In the listing below, find the line containing "Exercise. Mark the ribbed". Write out that line and every line after it to the end, exactly and only those.

▽

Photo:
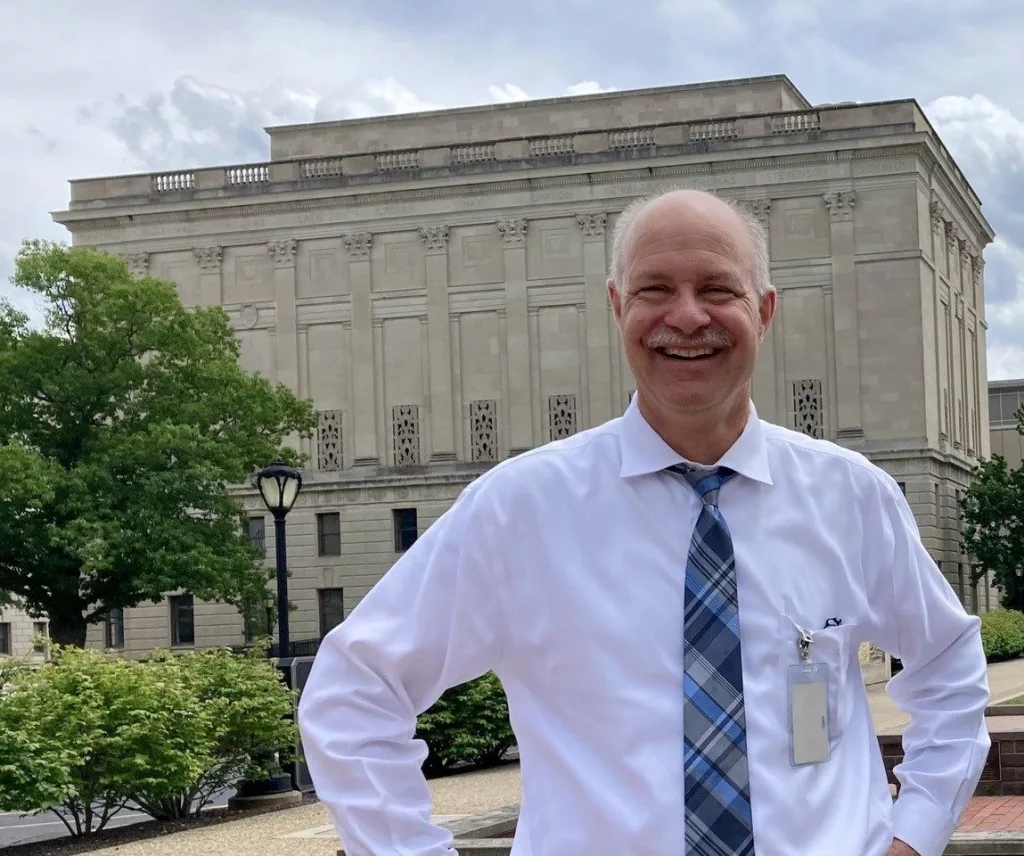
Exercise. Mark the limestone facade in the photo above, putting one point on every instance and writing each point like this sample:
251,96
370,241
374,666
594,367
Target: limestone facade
436,284
18,635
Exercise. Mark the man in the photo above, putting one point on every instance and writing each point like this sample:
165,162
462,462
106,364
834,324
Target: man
674,603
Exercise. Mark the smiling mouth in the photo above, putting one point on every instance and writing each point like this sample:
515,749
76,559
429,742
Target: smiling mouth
691,354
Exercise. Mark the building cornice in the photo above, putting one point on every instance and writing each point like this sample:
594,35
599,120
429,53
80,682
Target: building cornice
722,174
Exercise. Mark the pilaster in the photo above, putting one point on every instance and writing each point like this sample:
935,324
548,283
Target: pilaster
283,253
517,342
597,360
438,335
845,316
209,259
363,367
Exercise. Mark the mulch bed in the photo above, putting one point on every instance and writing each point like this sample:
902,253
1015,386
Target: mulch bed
139,831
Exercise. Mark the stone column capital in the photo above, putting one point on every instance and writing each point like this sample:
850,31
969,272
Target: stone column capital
592,225
761,209
357,245
434,238
283,251
513,231
137,263
209,258
841,205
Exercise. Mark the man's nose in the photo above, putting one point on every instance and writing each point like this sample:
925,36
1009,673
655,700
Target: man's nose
687,314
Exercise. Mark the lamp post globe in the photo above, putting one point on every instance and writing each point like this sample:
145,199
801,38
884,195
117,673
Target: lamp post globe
280,484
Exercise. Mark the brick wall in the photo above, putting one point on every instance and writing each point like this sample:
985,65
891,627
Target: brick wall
1001,776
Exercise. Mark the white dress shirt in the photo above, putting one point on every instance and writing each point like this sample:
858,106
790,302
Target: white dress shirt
562,570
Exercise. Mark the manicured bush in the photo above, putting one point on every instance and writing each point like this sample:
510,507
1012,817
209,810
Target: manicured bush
88,733
467,726
1003,634
246,713
85,731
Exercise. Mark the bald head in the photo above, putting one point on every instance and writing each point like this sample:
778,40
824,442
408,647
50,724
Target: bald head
682,209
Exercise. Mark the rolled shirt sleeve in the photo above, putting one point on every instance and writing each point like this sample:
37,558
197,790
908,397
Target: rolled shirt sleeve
435,619
943,685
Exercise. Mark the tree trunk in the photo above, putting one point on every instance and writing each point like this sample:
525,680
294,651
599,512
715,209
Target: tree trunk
68,628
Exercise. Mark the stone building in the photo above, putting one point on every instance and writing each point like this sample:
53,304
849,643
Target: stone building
436,284
20,635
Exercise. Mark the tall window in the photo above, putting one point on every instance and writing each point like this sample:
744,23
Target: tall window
329,533
182,621
257,533
406,528
39,629
1003,404
115,629
332,609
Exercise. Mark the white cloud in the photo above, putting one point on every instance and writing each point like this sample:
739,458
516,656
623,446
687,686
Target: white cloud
702,20
194,83
507,93
588,87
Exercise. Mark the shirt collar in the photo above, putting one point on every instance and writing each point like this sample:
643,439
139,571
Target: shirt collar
644,452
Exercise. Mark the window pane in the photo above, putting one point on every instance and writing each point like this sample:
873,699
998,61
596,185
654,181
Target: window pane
257,533
406,528
116,629
39,629
332,609
182,621
329,533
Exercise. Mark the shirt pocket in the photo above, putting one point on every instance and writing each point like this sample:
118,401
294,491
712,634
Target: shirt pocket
837,648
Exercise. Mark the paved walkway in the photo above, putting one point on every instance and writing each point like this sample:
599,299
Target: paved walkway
307,829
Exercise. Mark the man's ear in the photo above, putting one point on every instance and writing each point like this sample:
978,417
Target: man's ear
616,301
766,310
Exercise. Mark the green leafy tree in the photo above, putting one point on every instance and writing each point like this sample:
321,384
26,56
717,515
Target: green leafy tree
86,731
468,725
993,523
124,423
247,714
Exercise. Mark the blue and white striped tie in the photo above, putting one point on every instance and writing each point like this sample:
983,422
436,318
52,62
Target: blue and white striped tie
716,774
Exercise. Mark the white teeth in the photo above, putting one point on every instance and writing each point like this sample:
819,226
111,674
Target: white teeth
689,352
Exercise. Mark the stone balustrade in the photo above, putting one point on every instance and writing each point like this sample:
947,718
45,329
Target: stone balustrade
669,138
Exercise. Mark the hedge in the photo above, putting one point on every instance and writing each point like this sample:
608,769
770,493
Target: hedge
88,732
1003,634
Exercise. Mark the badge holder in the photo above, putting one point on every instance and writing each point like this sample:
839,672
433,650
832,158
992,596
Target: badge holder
807,694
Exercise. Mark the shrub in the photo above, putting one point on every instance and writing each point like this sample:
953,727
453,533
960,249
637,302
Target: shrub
468,725
246,712
1003,634
86,731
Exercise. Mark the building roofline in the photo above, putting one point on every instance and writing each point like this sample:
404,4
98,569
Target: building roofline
535,102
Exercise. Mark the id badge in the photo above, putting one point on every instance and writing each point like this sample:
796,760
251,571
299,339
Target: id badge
807,691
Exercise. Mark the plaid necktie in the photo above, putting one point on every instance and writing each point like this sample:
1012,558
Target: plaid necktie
717,782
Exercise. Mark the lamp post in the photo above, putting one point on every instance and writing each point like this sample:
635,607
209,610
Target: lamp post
279,485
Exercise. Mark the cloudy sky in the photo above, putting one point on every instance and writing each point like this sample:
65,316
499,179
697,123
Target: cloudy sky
116,86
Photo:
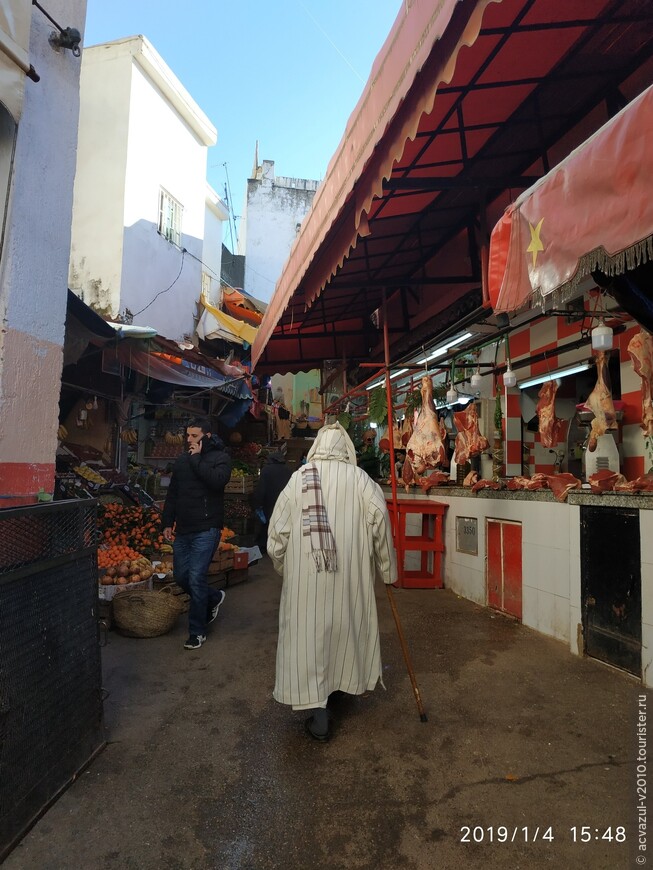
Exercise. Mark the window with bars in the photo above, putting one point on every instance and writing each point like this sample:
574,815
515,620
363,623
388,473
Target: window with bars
170,212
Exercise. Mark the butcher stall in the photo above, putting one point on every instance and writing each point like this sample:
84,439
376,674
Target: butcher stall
527,443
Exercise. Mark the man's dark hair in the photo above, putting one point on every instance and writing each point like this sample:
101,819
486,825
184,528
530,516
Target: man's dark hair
200,423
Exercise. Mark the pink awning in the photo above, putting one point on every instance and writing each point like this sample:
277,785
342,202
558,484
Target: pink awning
592,211
385,118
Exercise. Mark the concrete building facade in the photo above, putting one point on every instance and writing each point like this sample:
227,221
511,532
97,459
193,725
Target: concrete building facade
274,209
139,235
38,140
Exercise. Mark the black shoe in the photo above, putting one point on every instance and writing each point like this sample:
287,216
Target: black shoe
308,727
214,610
195,641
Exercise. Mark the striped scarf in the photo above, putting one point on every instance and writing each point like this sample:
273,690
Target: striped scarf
315,522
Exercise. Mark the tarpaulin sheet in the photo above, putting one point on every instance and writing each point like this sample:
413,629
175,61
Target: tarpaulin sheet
182,372
214,323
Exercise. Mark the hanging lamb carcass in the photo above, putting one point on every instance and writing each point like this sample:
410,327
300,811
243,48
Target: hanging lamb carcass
425,448
469,441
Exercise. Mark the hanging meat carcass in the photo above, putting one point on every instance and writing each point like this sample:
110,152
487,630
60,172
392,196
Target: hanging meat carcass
601,404
549,425
469,441
425,448
640,349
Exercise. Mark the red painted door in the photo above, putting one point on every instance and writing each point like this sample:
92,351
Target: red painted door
512,573
504,566
494,566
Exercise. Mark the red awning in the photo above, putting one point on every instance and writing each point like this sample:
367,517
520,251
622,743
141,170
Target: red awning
593,211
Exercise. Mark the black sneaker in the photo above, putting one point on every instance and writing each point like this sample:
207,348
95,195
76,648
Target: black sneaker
195,641
214,610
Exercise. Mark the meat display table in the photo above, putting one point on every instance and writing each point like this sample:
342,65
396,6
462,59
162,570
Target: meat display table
430,543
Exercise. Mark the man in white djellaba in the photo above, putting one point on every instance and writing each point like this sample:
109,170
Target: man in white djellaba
329,537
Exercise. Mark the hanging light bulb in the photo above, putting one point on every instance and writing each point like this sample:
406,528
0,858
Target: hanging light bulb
509,377
602,336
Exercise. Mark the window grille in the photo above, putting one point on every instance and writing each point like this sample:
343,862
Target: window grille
170,212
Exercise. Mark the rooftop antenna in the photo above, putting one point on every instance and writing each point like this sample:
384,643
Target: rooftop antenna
232,216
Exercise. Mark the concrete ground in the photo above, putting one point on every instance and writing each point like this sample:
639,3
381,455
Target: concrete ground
203,769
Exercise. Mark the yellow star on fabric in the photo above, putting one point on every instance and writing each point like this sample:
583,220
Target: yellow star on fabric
536,244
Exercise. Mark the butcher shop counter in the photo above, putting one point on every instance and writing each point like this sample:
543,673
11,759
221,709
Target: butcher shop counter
639,501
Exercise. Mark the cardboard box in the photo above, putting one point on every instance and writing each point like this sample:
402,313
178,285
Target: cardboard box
240,484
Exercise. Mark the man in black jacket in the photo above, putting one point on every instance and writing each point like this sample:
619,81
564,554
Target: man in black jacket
194,505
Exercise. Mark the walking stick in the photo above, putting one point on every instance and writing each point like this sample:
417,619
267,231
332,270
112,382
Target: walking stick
404,649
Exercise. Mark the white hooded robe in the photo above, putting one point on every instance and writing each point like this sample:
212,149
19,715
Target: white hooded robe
328,626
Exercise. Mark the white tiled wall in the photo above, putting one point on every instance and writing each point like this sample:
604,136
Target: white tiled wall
551,590
646,546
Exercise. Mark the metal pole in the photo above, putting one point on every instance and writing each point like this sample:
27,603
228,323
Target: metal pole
388,390
404,649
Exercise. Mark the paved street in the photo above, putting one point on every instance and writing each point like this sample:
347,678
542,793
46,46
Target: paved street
203,769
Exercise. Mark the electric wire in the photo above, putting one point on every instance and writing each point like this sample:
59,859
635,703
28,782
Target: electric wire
161,292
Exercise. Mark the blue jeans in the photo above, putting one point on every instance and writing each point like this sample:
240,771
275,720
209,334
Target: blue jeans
192,554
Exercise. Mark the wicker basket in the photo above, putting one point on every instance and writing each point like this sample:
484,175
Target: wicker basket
146,613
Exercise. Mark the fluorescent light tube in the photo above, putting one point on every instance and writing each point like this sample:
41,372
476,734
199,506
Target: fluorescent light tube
440,351
381,383
552,376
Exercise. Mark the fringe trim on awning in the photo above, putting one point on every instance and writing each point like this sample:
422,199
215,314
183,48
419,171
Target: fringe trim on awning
610,264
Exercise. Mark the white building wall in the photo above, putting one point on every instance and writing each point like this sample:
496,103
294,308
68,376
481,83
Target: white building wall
162,152
98,209
34,265
275,208
159,139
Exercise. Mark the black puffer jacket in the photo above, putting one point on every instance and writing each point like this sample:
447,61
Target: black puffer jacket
195,499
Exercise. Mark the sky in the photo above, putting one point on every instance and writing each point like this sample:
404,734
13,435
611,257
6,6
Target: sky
286,74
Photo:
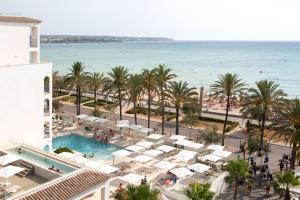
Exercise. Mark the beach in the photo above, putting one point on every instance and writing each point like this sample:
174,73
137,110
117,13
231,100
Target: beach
198,63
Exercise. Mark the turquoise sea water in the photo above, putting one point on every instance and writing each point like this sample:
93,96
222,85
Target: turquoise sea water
199,63
85,145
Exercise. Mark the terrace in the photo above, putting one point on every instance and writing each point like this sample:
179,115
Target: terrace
169,163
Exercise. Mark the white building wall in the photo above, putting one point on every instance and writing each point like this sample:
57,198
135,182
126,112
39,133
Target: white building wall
22,104
14,44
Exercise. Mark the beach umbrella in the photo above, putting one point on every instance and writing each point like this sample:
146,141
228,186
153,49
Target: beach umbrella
185,155
177,137
155,136
9,171
66,155
142,158
92,164
121,153
166,148
181,172
215,147
82,116
153,152
107,169
145,144
198,167
9,158
135,127
132,178
165,165
222,153
135,148
123,122
211,157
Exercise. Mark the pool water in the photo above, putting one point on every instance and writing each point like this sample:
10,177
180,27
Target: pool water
41,160
85,145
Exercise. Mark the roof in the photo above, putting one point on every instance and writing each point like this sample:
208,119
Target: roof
69,187
14,19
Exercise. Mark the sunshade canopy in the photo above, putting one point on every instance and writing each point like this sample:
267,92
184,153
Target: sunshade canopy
121,153
198,167
181,172
9,171
166,148
9,158
165,165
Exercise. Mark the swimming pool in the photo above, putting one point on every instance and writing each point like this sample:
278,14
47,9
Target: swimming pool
41,160
85,145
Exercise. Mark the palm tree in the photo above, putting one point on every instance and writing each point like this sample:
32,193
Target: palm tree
237,169
134,88
210,135
287,124
149,84
179,93
116,83
265,98
132,192
198,191
228,85
77,78
284,181
163,75
96,83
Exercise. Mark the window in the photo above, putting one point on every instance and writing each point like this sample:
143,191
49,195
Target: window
46,84
46,107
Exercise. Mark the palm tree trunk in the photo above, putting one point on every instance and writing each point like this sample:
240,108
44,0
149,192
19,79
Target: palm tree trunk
120,104
149,107
226,119
293,156
177,121
134,110
262,132
79,99
235,189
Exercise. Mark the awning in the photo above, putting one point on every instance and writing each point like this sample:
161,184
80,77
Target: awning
215,147
198,167
222,153
121,153
181,172
135,148
9,158
133,178
153,152
155,136
211,157
166,148
165,165
107,169
142,158
9,171
145,144
177,137
185,155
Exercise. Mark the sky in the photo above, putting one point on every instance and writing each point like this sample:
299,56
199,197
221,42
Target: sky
177,19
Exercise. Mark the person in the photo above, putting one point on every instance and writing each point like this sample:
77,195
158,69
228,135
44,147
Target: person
249,188
268,187
281,165
266,160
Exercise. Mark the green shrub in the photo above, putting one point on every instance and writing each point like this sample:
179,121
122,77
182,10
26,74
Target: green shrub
63,149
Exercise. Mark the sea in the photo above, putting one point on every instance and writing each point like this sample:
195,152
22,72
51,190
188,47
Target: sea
197,62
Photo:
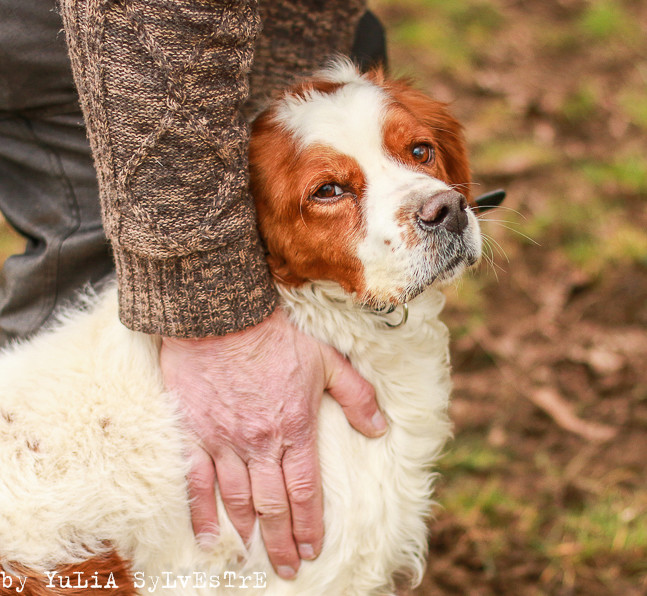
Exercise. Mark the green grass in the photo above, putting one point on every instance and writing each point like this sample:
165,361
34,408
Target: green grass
606,19
600,525
453,35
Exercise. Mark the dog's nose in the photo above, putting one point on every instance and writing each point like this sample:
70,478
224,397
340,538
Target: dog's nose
445,209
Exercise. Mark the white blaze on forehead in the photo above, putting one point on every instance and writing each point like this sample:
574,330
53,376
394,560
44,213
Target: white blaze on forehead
348,119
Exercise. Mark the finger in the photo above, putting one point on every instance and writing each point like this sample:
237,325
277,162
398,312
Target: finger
236,492
202,498
355,395
273,510
303,484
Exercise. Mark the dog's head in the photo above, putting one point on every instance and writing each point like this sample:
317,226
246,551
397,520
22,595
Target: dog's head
363,181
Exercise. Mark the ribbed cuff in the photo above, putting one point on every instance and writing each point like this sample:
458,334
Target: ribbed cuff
197,295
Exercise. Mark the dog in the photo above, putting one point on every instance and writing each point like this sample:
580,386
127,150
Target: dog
356,179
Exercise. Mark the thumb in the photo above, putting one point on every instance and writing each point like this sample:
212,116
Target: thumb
354,394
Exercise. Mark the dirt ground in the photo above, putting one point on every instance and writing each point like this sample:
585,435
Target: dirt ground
543,490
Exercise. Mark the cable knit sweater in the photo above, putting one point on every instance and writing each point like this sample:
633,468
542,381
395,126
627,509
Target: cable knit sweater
162,84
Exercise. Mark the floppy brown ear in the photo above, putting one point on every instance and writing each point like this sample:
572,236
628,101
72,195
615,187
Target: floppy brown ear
448,131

△

> Response
Exercise. Mark the ribbed cuff in the photo above, putting one point on every instance and writing each point like this sample:
458,334
Target: ribbed cuff
197,295
Exercise. Mark the dog in the photo above, putting one point on every instance and writing each point like this sample:
580,386
127,150
Target: dog
356,179
Exercise. Mark the thumb in the photo above, putting one point on every instance and writing each point like this sample:
212,116
Target: thumb
354,394
Exercise. Mark the dirt ground in the photo above, putting one point on every instance and writing each point like this sample:
585,435
Target: dirt ground
543,490
Exercise. Mark the cable knit sweater in the photo above, putting one point on every instance and writing each point like this sample:
633,468
542,381
395,126
627,509
Target: cable knit sweater
162,84
Exercise. Mark the floppy brown ear in the photo above, putting one point on every instance and writing each point like this sample:
572,236
628,101
72,195
615,187
Target: floppy brown ear
448,131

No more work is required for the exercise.